Output the lines from the top of the entries below to the line with "Target: tree line", both included, exactly and without pictures.

━━ Data to examine

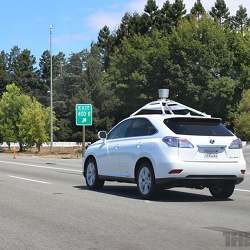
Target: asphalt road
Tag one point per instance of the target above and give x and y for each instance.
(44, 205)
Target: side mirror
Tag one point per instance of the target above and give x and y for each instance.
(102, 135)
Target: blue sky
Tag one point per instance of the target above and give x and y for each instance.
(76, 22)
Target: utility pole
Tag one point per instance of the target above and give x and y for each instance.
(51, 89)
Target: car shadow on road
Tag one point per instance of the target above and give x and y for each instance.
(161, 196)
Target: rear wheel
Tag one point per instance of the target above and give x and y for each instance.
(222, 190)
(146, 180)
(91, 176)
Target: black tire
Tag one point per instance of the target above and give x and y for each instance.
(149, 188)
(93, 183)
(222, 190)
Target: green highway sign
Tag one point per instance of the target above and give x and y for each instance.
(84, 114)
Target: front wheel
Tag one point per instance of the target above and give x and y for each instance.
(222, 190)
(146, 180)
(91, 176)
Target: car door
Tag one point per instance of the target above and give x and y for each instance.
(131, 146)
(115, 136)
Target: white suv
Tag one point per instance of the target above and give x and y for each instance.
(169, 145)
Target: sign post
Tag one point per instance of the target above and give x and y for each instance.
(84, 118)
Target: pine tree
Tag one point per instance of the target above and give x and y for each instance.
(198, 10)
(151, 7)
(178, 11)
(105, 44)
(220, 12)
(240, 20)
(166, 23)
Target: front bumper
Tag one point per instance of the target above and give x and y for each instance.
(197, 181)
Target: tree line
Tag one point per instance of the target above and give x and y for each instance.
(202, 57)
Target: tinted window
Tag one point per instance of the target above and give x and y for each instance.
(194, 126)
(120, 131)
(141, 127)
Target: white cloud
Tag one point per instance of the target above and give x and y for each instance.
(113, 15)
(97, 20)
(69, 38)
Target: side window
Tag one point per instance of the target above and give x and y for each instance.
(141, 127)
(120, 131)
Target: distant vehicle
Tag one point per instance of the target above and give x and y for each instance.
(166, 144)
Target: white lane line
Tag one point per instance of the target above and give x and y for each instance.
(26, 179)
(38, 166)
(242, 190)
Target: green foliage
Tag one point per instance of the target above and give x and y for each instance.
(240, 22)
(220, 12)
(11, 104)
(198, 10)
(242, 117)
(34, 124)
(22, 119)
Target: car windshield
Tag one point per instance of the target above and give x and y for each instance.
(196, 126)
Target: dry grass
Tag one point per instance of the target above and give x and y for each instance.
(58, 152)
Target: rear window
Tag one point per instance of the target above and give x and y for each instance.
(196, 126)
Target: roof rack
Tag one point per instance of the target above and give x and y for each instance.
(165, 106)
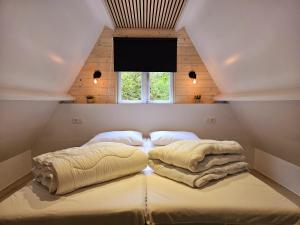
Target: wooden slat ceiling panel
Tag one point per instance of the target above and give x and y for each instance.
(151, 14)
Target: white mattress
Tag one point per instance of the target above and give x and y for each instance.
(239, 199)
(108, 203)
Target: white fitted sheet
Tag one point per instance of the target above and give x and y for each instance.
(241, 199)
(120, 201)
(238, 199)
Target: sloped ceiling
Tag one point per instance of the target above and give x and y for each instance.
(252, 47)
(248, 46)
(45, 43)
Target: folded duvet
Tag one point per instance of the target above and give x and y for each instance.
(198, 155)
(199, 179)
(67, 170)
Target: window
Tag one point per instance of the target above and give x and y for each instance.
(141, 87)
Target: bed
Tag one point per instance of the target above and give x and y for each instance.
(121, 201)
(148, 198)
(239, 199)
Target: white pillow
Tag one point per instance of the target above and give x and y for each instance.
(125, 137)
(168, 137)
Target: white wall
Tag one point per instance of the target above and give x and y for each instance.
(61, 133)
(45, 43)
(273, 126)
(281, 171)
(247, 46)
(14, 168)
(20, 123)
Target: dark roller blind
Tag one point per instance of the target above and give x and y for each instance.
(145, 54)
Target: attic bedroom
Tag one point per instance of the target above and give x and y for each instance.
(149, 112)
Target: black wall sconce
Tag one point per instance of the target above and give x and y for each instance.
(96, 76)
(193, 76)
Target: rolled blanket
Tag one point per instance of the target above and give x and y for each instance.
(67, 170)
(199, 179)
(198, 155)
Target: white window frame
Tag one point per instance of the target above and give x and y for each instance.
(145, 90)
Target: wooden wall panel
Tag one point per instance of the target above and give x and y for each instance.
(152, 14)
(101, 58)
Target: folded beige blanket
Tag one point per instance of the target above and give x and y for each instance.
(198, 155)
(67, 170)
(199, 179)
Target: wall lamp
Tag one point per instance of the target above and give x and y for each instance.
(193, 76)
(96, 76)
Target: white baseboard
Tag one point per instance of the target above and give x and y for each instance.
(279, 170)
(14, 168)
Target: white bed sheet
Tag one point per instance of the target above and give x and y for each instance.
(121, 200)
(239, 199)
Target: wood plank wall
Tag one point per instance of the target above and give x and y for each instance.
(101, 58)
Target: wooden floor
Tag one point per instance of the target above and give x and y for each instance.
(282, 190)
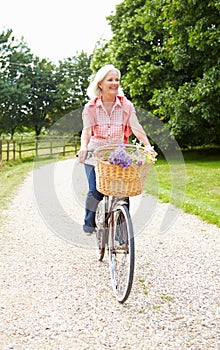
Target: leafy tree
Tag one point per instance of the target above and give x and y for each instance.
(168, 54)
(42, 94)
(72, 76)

━━━━

Solution for this problem:
Target: asphalt road
Tag one point per instance of the target above and give x and y for each instance.
(44, 205)
Target: side mirror
Tag one point per instance of the target above and give x and y for each instance.
(102, 135)
Target: blue sky
Tag one point per instance of the target above and give x and y for each instance.
(76, 22)
Target: utility pole
Tag one point per instance of the target above and give x and y for each instance.
(51, 89)
Target: car shadow on road
Tag one point per instance of the target above and give x and y for each instance.
(161, 196)
Target: rear wheel
Tag one point per instance of the target above and give x and y for each instance.
(222, 190)
(146, 180)
(91, 176)
Target: black tire
Tag one point per instance of the target above and give x and y for each instance.
(149, 188)
(93, 183)
(222, 190)
Target: green highway sign
Tag one point per instance of the target above and give x and y for each instance.
(84, 114)
Target: front wheel
Tag one point per instance of the target above and give x and y for each instance.
(222, 190)
(146, 180)
(91, 176)
Target: car door
Tag one point per instance of the target above and give x and y for each instance.
(131, 146)
(115, 136)
Target: white suv
Tag one point per instance of the target above and give x and y for each instance.
(169, 145)
Target: sign post
Tag one point per instance of the target above and give x and y for each instance.
(84, 118)
Target: pine tree
Tag one point per instance of the target above and give x and y for each instance.
(198, 10)
(151, 7)
(178, 11)
(105, 44)
(220, 12)
(240, 20)
(166, 23)
Target: front bumper
Tag one point per instance of the target above and give x and y for each instance.
(197, 181)
Target: tree line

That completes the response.